**Task goal**
Copy out the items from the line holding "q: black grinder body" through the line holding "[531,0,669,277]", inclusive, swapping "sweatshirt" for "hoodie" and leaving all else unchanged.

(Rows from a dataset)
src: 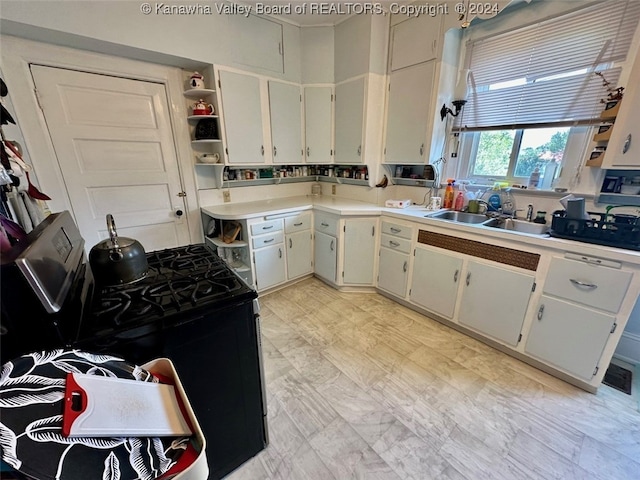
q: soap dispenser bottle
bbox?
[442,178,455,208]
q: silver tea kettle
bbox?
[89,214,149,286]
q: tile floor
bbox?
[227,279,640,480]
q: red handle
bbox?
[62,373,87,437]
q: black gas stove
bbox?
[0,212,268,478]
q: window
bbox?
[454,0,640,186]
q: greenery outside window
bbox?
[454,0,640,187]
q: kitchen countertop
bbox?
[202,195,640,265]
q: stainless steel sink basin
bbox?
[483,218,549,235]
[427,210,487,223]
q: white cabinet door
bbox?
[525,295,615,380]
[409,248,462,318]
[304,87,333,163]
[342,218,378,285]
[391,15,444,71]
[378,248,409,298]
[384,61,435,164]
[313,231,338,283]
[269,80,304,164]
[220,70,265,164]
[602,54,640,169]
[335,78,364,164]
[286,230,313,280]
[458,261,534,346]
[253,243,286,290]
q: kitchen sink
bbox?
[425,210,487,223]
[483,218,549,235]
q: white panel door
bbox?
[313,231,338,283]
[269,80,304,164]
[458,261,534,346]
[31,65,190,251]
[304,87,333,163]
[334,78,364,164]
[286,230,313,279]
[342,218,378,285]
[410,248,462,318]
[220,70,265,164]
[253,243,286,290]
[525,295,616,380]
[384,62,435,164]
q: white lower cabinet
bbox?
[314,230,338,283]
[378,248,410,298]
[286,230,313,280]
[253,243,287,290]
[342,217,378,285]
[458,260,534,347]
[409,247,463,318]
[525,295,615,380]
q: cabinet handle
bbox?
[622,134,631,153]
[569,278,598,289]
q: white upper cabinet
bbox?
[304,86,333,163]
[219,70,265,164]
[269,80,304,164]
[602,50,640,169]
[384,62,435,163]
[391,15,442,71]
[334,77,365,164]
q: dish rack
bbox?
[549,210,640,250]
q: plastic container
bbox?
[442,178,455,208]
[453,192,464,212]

--

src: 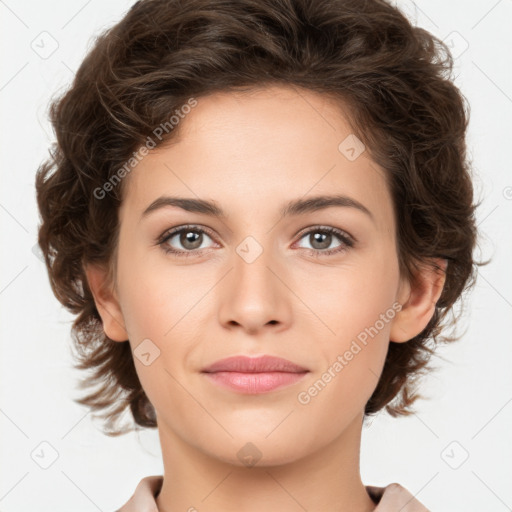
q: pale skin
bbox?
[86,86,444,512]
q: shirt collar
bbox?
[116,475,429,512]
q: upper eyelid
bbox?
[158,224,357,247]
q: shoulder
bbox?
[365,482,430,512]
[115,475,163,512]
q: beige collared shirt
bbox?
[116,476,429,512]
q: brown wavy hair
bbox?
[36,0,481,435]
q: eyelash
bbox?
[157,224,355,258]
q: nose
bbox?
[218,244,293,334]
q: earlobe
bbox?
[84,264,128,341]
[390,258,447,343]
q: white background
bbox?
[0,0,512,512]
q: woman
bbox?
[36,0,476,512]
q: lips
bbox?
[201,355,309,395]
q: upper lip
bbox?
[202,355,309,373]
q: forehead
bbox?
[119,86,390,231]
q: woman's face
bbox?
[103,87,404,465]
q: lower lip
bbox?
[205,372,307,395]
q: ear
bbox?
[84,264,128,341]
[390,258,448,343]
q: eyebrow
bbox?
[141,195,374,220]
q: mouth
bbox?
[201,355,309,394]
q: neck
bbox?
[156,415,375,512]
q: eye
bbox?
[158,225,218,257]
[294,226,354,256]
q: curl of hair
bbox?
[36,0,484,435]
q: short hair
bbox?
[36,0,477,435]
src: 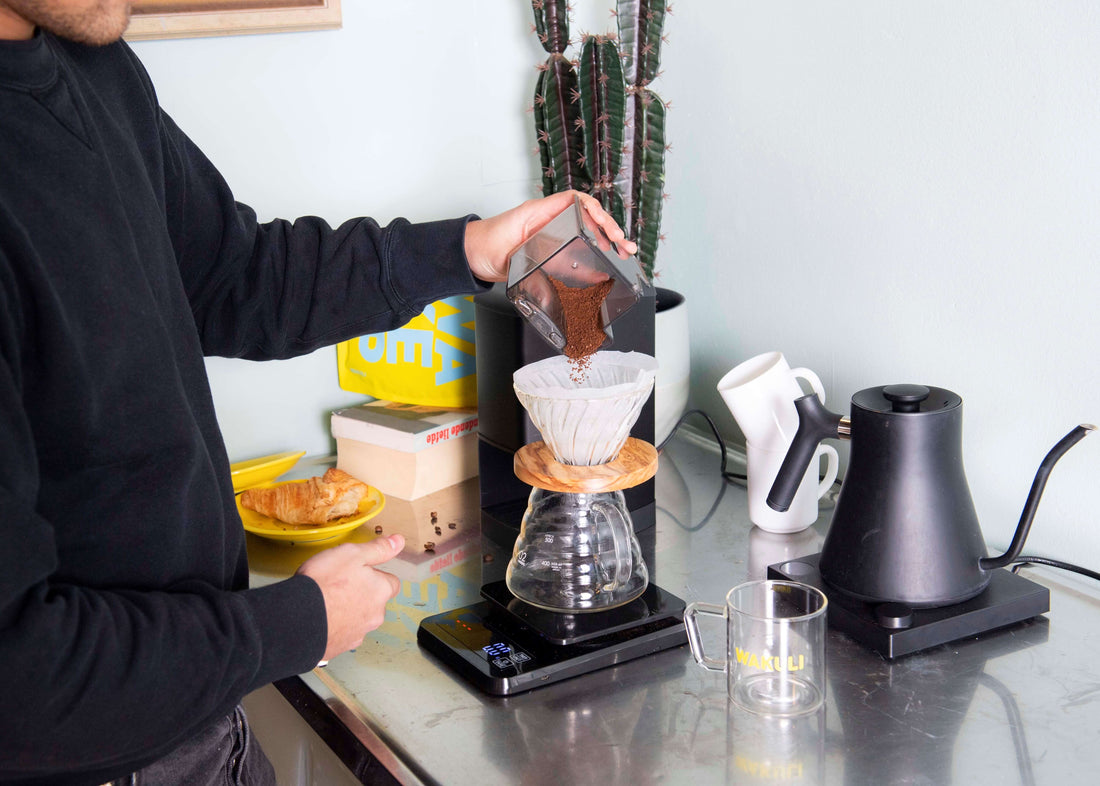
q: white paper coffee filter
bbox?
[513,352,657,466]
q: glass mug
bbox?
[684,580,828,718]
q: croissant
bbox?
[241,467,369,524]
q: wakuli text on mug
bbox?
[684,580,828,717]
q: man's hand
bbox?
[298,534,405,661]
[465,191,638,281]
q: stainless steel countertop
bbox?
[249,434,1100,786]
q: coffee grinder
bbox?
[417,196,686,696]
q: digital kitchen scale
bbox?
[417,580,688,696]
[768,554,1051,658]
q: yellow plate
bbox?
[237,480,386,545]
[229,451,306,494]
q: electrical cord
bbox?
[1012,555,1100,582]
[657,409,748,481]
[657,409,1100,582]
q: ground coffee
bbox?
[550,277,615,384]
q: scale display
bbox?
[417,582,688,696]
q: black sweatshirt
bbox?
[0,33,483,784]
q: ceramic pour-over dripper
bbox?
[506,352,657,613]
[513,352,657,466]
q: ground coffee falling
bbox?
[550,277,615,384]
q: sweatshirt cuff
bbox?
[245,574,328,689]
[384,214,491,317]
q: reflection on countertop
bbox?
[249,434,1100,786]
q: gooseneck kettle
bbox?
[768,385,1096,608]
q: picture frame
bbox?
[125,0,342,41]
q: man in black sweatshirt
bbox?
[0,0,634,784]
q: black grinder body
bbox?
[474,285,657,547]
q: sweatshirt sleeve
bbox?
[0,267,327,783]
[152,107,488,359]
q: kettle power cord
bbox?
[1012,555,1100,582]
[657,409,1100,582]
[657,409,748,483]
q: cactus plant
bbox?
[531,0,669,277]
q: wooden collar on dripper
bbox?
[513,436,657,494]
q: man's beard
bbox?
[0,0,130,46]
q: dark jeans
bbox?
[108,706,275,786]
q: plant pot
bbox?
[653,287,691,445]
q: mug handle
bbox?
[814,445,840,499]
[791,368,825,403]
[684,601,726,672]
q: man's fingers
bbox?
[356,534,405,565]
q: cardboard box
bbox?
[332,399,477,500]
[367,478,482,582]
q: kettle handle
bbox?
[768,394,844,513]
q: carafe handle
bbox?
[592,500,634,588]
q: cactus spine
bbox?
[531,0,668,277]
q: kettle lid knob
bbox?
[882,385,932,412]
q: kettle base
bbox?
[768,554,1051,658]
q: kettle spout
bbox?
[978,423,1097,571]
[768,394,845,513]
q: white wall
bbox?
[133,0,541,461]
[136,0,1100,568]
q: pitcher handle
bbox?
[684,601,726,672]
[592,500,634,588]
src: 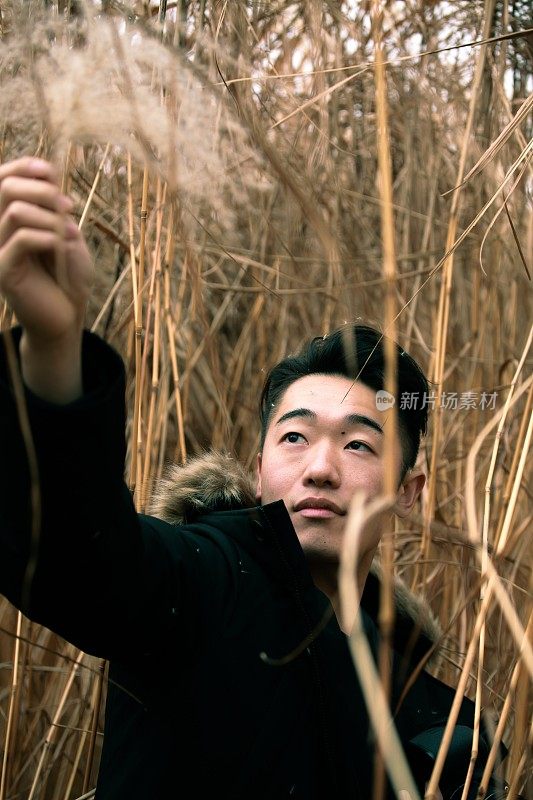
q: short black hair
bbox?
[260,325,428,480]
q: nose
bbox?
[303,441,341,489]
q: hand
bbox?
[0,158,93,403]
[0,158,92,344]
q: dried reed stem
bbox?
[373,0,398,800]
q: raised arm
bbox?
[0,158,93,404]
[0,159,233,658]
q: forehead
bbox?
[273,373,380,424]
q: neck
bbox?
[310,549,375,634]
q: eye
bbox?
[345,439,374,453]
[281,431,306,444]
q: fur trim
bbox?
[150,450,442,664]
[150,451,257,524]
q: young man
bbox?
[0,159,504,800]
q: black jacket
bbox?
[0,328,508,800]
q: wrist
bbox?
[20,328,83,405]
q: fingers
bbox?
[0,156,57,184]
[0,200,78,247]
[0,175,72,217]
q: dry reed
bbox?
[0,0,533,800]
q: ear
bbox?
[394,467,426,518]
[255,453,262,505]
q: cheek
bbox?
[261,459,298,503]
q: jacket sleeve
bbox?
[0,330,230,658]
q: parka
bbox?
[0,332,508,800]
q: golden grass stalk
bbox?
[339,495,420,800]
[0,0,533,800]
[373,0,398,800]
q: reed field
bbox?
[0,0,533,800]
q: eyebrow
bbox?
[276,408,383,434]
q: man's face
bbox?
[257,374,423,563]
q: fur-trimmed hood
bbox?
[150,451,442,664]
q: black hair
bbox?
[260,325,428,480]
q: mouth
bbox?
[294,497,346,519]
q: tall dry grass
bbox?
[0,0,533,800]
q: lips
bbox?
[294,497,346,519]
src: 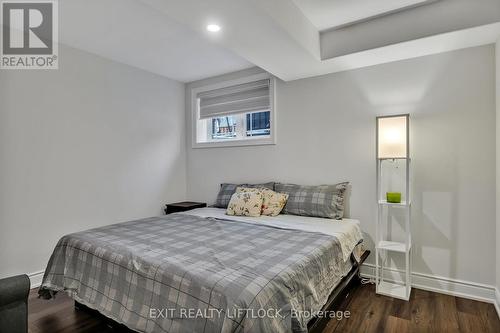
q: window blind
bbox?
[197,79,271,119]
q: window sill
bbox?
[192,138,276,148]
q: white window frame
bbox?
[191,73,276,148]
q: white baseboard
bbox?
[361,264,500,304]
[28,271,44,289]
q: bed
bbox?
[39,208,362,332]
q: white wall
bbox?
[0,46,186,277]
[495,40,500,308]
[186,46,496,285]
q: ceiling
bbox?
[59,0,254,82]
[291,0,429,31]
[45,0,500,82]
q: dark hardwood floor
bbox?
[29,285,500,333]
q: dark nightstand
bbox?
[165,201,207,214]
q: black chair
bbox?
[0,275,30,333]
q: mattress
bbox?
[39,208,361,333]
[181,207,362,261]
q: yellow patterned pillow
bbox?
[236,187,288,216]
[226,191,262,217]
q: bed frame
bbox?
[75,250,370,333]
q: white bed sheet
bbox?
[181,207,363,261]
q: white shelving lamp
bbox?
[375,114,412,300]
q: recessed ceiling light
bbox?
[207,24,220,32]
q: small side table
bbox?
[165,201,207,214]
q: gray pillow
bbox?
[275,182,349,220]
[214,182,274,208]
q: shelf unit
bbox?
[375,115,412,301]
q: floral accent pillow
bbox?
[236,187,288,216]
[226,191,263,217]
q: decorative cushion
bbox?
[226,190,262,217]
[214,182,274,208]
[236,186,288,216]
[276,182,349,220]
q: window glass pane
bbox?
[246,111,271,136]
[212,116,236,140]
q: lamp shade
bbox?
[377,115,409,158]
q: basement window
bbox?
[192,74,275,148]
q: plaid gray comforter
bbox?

---

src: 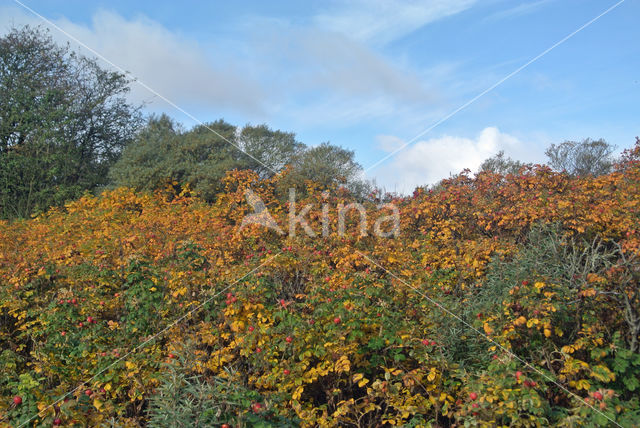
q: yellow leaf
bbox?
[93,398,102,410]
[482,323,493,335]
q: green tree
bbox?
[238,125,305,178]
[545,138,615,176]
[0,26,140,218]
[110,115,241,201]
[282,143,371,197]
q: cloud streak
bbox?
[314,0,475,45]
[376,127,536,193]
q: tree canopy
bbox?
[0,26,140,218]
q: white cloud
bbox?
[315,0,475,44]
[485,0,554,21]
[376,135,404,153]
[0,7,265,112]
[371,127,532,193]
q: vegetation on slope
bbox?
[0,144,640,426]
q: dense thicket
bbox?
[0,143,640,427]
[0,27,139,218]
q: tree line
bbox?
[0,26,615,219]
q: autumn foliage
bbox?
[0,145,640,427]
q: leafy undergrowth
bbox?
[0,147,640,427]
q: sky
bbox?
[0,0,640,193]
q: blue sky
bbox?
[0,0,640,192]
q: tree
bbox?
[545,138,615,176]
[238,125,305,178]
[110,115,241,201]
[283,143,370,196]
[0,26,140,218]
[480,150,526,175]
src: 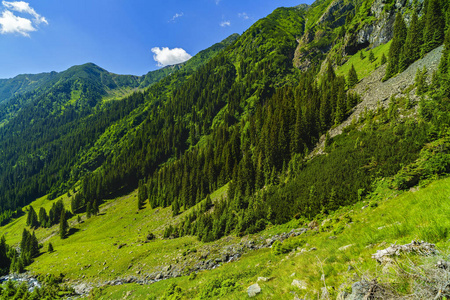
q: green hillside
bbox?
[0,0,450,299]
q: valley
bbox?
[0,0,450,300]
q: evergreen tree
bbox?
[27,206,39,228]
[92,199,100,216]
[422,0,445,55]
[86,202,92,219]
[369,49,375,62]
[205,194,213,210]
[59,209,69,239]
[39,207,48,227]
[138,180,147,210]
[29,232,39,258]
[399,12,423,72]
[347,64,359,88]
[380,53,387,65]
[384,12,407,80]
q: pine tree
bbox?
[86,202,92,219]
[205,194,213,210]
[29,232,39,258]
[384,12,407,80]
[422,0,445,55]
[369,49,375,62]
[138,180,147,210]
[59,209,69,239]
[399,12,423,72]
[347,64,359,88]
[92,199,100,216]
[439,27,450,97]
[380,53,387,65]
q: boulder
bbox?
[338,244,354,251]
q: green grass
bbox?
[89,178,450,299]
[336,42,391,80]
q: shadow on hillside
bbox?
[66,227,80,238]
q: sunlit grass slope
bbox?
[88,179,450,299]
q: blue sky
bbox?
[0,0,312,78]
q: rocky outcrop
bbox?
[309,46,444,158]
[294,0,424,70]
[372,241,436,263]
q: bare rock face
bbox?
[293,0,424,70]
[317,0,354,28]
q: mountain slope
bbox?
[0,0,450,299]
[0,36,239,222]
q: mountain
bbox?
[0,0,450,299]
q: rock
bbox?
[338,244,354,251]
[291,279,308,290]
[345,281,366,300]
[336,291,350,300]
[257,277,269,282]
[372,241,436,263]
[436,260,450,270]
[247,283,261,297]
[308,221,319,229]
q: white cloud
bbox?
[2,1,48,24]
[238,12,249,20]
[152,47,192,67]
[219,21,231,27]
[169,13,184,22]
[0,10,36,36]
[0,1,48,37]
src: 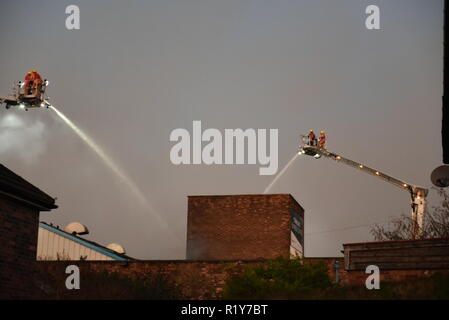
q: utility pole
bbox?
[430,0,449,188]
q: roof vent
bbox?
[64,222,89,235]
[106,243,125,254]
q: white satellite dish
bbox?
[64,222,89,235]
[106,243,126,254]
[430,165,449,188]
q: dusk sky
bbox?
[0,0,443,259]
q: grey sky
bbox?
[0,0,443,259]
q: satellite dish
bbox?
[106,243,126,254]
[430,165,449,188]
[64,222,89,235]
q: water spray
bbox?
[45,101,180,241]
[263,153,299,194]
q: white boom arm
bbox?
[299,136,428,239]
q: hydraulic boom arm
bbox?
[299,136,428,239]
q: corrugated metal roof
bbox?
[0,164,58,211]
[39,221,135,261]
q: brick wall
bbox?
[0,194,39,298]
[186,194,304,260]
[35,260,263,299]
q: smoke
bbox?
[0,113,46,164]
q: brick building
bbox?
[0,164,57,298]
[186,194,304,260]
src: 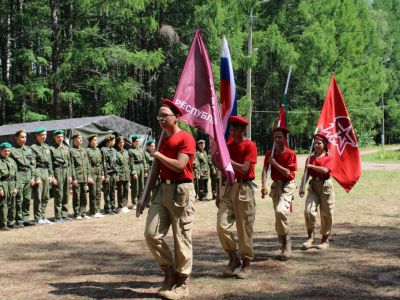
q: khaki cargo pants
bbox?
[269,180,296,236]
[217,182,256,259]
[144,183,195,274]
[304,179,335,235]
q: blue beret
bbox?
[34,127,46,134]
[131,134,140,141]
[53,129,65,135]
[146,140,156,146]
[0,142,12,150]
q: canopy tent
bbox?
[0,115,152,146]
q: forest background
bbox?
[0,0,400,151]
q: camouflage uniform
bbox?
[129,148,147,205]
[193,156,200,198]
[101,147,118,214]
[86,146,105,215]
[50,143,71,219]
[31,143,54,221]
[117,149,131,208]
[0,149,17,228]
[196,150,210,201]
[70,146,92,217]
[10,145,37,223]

**Task output**
q: black grinder body
bbox?
[474,285,657,547]
q: hoodie sleeve
bbox?
[0,267,327,783]
[152,107,488,359]
q: kettle power cord
bbox?
[1012,555,1100,582]
[657,409,1100,582]
[657,409,748,483]
q: cactus plant
bbox?
[531,0,669,277]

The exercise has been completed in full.